■ **TASK DESCRIPTION**: Skip the pictures. Reproduce all other material exactly.

(Excerpts of pointing data)

** BEGIN **

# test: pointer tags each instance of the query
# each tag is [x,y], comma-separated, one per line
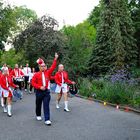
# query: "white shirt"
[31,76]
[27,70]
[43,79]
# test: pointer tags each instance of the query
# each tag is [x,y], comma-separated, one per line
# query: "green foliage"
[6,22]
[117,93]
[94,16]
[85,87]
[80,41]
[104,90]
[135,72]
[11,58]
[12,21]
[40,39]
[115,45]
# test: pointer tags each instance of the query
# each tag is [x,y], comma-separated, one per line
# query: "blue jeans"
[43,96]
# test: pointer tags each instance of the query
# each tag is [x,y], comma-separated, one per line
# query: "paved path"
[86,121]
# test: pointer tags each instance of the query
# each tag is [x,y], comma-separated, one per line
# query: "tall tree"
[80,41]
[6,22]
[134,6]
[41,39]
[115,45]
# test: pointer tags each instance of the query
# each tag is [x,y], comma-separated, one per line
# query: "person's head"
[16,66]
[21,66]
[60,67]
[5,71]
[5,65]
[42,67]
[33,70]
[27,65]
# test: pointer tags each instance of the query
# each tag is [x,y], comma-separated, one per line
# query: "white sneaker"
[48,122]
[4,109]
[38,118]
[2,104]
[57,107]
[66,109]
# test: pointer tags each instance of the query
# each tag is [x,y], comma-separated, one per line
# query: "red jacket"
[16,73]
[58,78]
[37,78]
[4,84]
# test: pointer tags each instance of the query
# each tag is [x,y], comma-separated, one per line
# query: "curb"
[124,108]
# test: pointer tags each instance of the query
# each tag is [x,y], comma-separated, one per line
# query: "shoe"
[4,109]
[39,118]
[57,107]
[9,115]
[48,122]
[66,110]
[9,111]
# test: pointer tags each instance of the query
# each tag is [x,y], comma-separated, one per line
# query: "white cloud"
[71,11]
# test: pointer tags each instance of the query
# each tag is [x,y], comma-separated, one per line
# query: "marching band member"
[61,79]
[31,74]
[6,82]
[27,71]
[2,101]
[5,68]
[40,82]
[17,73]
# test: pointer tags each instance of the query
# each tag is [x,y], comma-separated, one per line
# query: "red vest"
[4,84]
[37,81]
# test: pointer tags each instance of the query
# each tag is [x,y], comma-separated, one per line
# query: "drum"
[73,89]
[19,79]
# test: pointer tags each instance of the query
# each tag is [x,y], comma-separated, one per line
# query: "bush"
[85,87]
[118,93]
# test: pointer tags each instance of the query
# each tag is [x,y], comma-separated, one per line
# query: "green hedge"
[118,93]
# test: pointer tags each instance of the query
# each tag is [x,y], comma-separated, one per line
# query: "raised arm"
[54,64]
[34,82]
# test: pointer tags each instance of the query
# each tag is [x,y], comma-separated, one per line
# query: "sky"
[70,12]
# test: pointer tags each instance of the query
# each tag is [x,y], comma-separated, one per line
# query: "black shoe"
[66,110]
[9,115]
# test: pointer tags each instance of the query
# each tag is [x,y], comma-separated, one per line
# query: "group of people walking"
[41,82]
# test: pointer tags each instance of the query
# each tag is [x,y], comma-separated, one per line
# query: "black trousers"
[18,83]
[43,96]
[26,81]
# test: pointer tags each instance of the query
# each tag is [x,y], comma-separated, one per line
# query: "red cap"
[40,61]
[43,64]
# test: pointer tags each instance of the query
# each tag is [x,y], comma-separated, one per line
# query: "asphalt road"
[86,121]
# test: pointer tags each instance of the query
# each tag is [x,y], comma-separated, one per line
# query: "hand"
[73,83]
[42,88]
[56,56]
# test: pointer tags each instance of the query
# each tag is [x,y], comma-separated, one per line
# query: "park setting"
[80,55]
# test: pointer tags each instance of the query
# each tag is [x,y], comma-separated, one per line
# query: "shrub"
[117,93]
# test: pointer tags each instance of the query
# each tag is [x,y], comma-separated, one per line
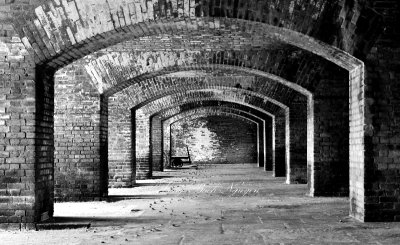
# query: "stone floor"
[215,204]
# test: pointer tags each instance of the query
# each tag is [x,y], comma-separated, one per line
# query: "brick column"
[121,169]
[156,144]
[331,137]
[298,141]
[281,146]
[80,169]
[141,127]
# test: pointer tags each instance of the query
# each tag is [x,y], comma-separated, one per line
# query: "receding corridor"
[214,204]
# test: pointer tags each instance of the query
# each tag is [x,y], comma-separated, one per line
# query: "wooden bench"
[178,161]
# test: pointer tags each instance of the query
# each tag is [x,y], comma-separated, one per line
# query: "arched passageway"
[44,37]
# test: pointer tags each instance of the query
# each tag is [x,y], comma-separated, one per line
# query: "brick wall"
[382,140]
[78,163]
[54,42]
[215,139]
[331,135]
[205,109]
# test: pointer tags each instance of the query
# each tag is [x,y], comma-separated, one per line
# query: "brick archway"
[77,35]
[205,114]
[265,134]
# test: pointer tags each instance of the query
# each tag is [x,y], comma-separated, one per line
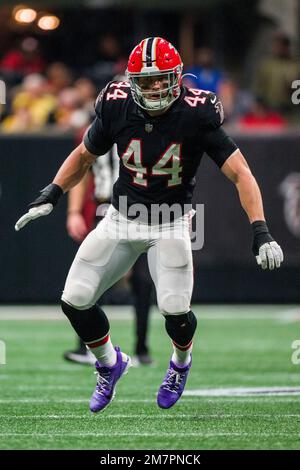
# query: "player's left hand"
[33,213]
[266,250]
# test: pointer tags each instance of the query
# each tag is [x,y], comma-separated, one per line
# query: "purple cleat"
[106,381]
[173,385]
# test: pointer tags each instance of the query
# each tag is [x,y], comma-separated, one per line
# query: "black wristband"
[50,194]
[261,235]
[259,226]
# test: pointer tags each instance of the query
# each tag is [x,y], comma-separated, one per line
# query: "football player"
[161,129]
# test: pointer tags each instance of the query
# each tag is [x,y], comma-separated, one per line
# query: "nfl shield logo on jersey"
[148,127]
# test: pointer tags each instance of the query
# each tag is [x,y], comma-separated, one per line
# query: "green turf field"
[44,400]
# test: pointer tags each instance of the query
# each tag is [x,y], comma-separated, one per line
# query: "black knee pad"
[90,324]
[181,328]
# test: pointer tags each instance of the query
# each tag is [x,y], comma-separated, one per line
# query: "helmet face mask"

** END **

■ **SOLUTION FOR THIS PROBLEM**:
# test: pointer tags each instance of the query
# each tag is [x,y], comma-separated, one per line
# query: "white shirt"
[31,76]
[27,70]
[43,79]
# test: pointer tags each instance of the query
# each tag is [x,y], comma-separated, one per line
# query: "green foliage"
[6,22]
[117,93]
[94,16]
[85,87]
[80,41]
[104,90]
[135,72]
[11,58]
[12,21]
[40,39]
[115,45]
# test: pointer tags each instance of the query
# each tag is [x,y], comma-separated, one per line
# query: "blue jeans"
[43,96]
# test: pointer tags each instance of the query
# each tag is [x,y], comma-separated, one per line
# query: "paved path"
[86,121]
# test: pointer tags each instance of the query
# each tag is [x,y], comma-separated, one per line
# query: "tall tree"
[80,41]
[6,22]
[134,6]
[41,39]
[115,45]
# test: pointer tags each instance of the query
# each tag is [x,y], comma-separated, one per line
# query: "person's head"
[16,66]
[21,66]
[60,67]
[5,71]
[5,65]
[42,67]
[33,70]
[27,65]
# test: pointer tags each instance of the query
# each tag is [x,y], comma-separated, one per line
# query: "white sneaker"
[48,122]
[4,109]
[38,118]
[2,104]
[57,107]
[66,109]
# test: pointer tags each instance of the query
# each tag is [x,y], comma-separated, one per line
# query: "red jacket"
[16,73]
[58,78]
[37,78]
[4,84]
# test: pointer tags each instance of the query
# each tag is [x,y], comma-separated, one per line
# query: "curb"
[124,108]
# test: pointer tags each instance of the query
# each tag is [x,y], comma-separated, one per line
# query: "shoe"
[4,109]
[39,118]
[57,107]
[9,115]
[48,122]
[66,110]
[9,111]
# test: pointer tags each instance of the query
# each tag is [x,y], comma-separated, one per line
# query: "white cloud"
[71,11]
# test: pointer tags each instance of the query
# each tag is [x,y], comma-separated, one per line
# query: "marching band member"
[61,79]
[31,74]
[6,82]
[27,71]
[2,101]
[5,68]
[40,82]
[17,73]
# test: pointer tags each instance of the query
# each tag is [x,y], comma-separated, one per line
# query: "red vest"
[4,84]
[37,81]
# test: pointer tags each instance of the query
# each tag is [x,y], comma-separated, one per line
# query: "drum"
[73,89]
[19,79]
# test: pointer tags each instance of the query
# each tag is [x,y], comma-separated, one per line
# query: "bush"
[85,87]
[118,93]
# test: pointer tags each instance of the query
# each tag is [x,y], comma-separated, one per line
# query: "green hedge"
[118,93]
# test: pointer tags each instance of the query
# each tag is [x,y], comma-separated, one per line
# query: "raised arm"
[54,64]
[34,82]
# test: pointer tags each instance of the query
# each tag is [x,y], comma-separated, one per line
# query: "sky"
[70,12]
# test: pointer tags each instance of the query
# each tag is [x,y], comma-separated, one per line
# query: "black shoe"
[66,110]
[9,115]
# test: pointer tags each instance of the query
# each tag is [x,y], comma-separated, one per line
# query: "group of people walking"
[41,82]
# test: pointer tags each instance of the query
# each tag is [x,y], comma-separated, one per line
# query: "black trousers"
[18,83]
[43,96]
[26,81]
# test: pointer tags each instance of the query
# each tag is [x,y], comma-separated, one per line
# query: "red cap"
[40,61]
[43,64]
# test: pointer tags each instance of the query
# each tag is [x,y], comma-separated, one per line
# query: "asphalt road"
[86,121]
# test: pointer tags each instance of the query
# each tag is [x,y], comma-separated, one per line
# query: "hand"
[73,83]
[42,88]
[56,56]
# test: pointer tags each instance of the query
# each tag is [x,y], comma-separated, one per line
# query: "park setting"
[80,55]
# test: pointer tags each instance of the query
# each tag is [x,y], comma-separated, one per line
# query: "shrub"
[117,93]
# test: pointer tags each instance of the query
# each tag is [x,y], comma-separated, one per line
# query: "stone floor"
[215,204]
# test: pointer tags each instance of the query
# each tag is [x,y], comma-separated, one per line
# query: "brick column"
[121,169]
[156,144]
[331,137]
[298,141]
[281,146]
[80,169]
[141,127]
# test: pointer tags each instance of the query
# each tag is [x,y], comma-separated, one per line
# query: "receding corridor"
[214,204]
# test: pointer tags each instance of the query
# each tag is [x,y], comma-separated, one per line
# query: "wooden bench"
[178,161]
# test: pointer tags each instance of the query
# each tag is [x,y], comma-separated, one per line
# query: "arched passageway"
[44,37]
# test: pointer tags each instance of the query
# each tag is [x,y], comma-separated, one per line
# query: "brick wall"
[382,140]
[78,163]
[54,42]
[215,139]
[331,135]
[205,109]
# test: pointer tags each instance of the query
# each tag is [x,y], comma-separated, one per line
# query: "brick archway"
[77,35]
[205,114]
[265,134]
# test: pointer tags each instance of the query
# each tag is [x,y], comma-separated, one per line
# query: "player's left hand"
[33,213]
[266,250]
# test: pointer tags each instance of the query
# each tag is [x,y], comma-separated, one per line
# query: "purple cleat"
[106,381]
[173,385]
# test: pointer tags each instance of the query
# each tag is [x,y], comma-separated, one per line
# query: "black wristband"
[50,194]
[261,235]
[259,226]
# test: pointer tags each instance of the query
# each tag is [x,y], comma-separated, one per line
# query: "football player"
[161,129]
# test: pointer tags each instance of the query
# each tag is [x,y], comma-separated, one per line
# query: "nfl shield logo on jersey"
[148,127]
# test: pointer tags each instance of the query
# each tag is [x,y], comma-separated, one per line
# query: "green turf field"
[44,400]
# test: pointer tags each instance of the query
# each tag is [x,y], comma-separated, one per line
# query: "black knee pad"
[90,324]
[181,328]
# test: pointer tags each instance of the query
# each tag is [x,y], comma-separated, one per line
# query: "helmet face mask"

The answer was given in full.